What you will do: Return all of the records exactly.

Collected data:
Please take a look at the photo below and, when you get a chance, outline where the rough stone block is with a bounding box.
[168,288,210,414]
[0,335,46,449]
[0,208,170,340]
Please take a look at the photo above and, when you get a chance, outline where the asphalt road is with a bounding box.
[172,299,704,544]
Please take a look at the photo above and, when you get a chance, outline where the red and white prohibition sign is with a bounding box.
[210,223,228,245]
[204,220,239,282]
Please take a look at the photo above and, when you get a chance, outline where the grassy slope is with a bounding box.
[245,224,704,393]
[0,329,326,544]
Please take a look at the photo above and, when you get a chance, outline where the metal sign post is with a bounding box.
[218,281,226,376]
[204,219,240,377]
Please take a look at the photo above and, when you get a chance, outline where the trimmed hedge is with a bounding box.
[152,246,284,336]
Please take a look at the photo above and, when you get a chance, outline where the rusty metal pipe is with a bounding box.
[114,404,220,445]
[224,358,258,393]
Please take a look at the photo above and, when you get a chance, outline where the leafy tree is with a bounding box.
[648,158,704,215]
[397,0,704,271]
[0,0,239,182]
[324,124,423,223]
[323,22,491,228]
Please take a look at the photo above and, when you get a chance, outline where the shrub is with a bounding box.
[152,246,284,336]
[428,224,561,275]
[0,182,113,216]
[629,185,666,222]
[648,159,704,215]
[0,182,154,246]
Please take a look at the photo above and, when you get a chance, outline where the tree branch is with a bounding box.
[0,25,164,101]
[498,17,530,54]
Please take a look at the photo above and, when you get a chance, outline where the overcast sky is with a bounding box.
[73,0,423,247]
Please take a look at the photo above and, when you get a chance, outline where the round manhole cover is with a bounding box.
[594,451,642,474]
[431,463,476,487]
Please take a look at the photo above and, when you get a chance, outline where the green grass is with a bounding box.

Answer section:
Please take a look at the photo below and, when you get a chance, outline where the rough stone block is with a bounding box.
[168,288,210,414]
[0,335,46,449]
[0,208,170,340]
Please take a look at the photo above and, when you get a chance, outline where the asphalt road is with a bounding box.
[172,299,704,544]
Please take a look at the photo above and, when you get a chance, outline where the red and white prohibition sign is with a bounding box.
[210,223,228,245]
[204,220,239,282]
Please take a look at the photo above and, when you get a chance, outline where the grassy slope is with a bounding box.
[245,224,704,393]
[0,329,326,544]
Please take a look at the photo above and, when you get a chance, outline where the metal sign post is with a bounding box.
[218,281,226,376]
[204,219,240,377]
Please take a look at the photo above and, when you get a chance, outline where the trimmed hedge is with a bounding box.
[152,246,284,336]
Please take a look at the photo above and, when you get a chance, outline where the rusty metal pipe is with a bounding box.
[114,404,220,445]
[224,358,258,393]
Please take a look at the photo above and, when you get a chance, outline where the leafy tree is with a bounding box.
[648,158,704,215]
[397,0,704,271]
[0,0,239,182]
[324,124,423,223]
[323,22,491,228]
Please take a look at the photo above and, when you get a chance, outline where the shrub is with a bounding box.
[152,246,284,336]
[428,224,561,275]
[0,182,113,216]
[629,185,666,222]
[648,159,704,215]
[0,182,154,246]
Please take a look at the photo above and, when you get a chance, outline where the tree branch is with a bounding box.
[0,25,164,101]
[498,17,530,54]
Please take a look at the photo above and, when you get a chance, outline where the overcast sky is with a bounding box.
[73,0,423,247]
Please take a look at the photo above and, when you get a chance, outline where the round manhole cover is with a bounding box.
[594,451,642,474]
[431,463,476,487]
Please take a look at the photo above and, when you get a chance, outline where the green grass is with a bounding box.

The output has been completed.